▶ _Stated goal_
Which lines of the material below contain the string "throw"? Pick out each one and copy it.

▶ _Given records_
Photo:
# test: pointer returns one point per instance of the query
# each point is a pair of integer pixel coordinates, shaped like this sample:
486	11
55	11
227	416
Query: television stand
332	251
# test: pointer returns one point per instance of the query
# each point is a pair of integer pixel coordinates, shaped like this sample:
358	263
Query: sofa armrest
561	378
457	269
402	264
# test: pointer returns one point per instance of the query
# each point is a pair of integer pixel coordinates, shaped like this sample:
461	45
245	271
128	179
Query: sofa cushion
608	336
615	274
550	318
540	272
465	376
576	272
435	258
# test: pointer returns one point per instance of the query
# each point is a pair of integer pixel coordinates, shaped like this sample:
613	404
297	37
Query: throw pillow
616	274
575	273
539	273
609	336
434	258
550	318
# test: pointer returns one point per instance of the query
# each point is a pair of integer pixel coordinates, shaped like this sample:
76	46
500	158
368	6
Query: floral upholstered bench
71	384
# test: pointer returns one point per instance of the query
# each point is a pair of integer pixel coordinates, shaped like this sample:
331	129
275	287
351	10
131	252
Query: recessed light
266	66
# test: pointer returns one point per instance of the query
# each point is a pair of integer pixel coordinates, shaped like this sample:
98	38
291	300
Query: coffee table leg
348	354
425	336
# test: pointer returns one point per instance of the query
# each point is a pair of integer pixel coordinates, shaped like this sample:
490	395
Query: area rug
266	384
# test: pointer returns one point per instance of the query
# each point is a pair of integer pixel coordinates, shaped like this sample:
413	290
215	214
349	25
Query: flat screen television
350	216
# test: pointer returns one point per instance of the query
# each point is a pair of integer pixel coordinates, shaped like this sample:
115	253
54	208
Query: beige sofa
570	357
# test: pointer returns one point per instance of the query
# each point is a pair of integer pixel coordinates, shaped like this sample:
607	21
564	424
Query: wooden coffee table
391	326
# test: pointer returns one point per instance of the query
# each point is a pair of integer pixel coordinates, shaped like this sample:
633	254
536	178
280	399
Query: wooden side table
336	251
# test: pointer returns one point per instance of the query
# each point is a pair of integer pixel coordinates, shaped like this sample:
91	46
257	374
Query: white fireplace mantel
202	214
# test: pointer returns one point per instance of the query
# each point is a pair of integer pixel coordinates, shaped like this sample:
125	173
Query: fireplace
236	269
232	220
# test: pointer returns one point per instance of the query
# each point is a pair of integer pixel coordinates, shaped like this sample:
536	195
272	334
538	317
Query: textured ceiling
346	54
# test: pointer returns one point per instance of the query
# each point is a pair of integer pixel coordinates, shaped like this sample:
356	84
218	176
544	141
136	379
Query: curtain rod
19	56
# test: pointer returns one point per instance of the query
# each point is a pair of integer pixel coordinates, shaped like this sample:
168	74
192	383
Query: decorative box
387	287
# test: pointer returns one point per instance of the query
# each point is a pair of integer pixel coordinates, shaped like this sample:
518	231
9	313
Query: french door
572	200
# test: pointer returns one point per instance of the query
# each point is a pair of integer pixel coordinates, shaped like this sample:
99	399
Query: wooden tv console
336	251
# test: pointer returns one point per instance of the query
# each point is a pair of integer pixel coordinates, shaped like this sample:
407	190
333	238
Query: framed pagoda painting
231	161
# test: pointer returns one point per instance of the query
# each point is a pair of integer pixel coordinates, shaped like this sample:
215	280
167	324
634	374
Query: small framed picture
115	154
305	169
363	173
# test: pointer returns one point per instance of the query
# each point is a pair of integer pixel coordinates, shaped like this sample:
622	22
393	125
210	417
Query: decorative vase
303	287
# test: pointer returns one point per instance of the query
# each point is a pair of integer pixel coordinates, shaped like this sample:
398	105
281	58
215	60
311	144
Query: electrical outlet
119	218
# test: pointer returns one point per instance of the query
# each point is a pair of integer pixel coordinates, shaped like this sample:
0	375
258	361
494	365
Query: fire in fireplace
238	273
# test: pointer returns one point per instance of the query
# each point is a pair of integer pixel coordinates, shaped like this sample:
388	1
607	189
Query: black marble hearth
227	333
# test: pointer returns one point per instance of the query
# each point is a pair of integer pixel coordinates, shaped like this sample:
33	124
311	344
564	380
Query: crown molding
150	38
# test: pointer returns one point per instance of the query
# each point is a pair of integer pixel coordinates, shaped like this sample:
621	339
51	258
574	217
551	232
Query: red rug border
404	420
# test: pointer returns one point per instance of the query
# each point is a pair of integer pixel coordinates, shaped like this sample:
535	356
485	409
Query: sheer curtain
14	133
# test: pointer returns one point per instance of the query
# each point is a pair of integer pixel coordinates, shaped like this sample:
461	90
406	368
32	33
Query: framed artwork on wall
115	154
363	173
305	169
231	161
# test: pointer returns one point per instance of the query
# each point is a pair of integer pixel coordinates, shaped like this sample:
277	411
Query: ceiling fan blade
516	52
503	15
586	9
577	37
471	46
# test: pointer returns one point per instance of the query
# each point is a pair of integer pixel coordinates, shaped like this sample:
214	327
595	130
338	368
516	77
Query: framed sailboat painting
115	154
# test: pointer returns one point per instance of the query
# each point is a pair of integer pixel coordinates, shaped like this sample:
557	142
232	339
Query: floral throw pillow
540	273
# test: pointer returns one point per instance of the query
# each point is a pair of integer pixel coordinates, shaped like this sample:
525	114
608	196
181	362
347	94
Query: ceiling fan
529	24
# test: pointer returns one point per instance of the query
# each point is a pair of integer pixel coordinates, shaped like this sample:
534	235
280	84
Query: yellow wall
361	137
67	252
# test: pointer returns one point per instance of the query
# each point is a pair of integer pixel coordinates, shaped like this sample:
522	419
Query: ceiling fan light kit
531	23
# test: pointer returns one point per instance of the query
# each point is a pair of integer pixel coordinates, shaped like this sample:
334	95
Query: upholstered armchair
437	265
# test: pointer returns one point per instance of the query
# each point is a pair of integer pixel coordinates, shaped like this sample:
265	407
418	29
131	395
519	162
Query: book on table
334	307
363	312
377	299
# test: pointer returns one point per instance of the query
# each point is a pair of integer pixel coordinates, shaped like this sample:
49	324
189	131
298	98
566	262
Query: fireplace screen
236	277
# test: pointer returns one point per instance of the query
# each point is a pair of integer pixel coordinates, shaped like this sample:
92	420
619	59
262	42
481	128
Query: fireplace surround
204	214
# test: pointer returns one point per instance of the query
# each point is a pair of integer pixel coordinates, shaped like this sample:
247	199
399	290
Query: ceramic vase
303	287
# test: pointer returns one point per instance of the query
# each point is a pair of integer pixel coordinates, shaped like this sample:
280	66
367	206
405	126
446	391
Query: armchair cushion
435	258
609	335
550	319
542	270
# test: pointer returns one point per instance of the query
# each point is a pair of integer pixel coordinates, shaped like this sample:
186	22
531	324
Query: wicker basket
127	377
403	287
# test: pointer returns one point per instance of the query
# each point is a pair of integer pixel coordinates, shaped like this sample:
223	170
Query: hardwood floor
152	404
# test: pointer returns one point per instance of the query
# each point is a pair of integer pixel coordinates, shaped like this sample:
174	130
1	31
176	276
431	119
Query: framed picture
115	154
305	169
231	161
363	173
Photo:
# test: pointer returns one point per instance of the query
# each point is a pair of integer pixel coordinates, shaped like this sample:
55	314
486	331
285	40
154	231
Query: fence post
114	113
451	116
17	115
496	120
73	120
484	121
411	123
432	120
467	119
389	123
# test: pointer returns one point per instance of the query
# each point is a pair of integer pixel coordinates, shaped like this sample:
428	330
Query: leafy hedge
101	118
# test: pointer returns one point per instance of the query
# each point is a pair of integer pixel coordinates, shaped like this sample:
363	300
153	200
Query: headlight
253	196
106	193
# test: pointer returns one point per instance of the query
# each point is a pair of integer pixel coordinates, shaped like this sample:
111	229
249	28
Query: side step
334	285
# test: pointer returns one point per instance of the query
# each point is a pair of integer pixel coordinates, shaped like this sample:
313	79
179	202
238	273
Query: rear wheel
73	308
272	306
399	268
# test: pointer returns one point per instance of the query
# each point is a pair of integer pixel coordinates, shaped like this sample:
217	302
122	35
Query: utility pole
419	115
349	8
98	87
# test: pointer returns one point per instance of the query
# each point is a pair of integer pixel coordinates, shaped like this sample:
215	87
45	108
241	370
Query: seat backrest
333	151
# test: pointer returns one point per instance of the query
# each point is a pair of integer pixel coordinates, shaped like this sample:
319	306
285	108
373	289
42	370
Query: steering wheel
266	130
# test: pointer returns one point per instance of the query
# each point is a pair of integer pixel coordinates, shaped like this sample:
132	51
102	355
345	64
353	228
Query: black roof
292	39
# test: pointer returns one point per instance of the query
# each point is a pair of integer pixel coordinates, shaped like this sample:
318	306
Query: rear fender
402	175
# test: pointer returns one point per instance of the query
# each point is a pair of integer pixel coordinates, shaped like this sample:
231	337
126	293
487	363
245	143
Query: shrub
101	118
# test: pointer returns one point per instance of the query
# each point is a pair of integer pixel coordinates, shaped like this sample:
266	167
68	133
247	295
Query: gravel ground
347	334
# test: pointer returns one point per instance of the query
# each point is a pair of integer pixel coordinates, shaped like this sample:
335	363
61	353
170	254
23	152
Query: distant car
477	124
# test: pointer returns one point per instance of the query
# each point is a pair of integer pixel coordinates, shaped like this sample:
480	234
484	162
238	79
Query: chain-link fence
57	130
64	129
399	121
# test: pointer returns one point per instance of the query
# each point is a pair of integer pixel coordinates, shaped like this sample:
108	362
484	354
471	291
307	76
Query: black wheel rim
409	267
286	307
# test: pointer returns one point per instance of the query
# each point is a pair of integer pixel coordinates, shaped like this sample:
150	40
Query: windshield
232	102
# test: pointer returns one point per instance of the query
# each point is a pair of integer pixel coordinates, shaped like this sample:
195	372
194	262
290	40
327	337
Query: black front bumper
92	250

▶ _Full output_
Query: throw pillow
Query: floral throw pillow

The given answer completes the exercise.